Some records
━━━━

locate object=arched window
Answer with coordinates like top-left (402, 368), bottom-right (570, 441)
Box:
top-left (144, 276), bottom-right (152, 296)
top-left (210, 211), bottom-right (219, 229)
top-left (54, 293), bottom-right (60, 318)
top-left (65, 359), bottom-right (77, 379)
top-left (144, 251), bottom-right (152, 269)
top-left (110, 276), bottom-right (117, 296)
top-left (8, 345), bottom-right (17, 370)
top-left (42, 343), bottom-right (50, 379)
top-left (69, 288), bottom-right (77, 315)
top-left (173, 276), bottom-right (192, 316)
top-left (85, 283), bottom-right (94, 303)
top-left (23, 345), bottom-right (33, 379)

━━━━

● **Exercise description**
Render the records above as a two-column CSV with the columns request and answer, one row per record. Put the request text and its answer each in a single quoted field, with line breaks replaced by spaces.

● **Task result**
request,answer
"locate object=arched window Answer with coordinates like top-left (402, 368), bottom-right (570, 441) Box:","top-left (144, 276), bottom-right (152, 296) top-left (210, 211), bottom-right (219, 229) top-left (54, 293), bottom-right (60, 318) top-left (65, 359), bottom-right (77, 379) top-left (144, 251), bottom-right (152, 269) top-left (110, 276), bottom-right (117, 296) top-left (8, 345), bottom-right (17, 370) top-left (42, 343), bottom-right (50, 379) top-left (69, 288), bottom-right (77, 315) top-left (173, 276), bottom-right (192, 316) top-left (85, 283), bottom-right (94, 303) top-left (23, 345), bottom-right (33, 379)"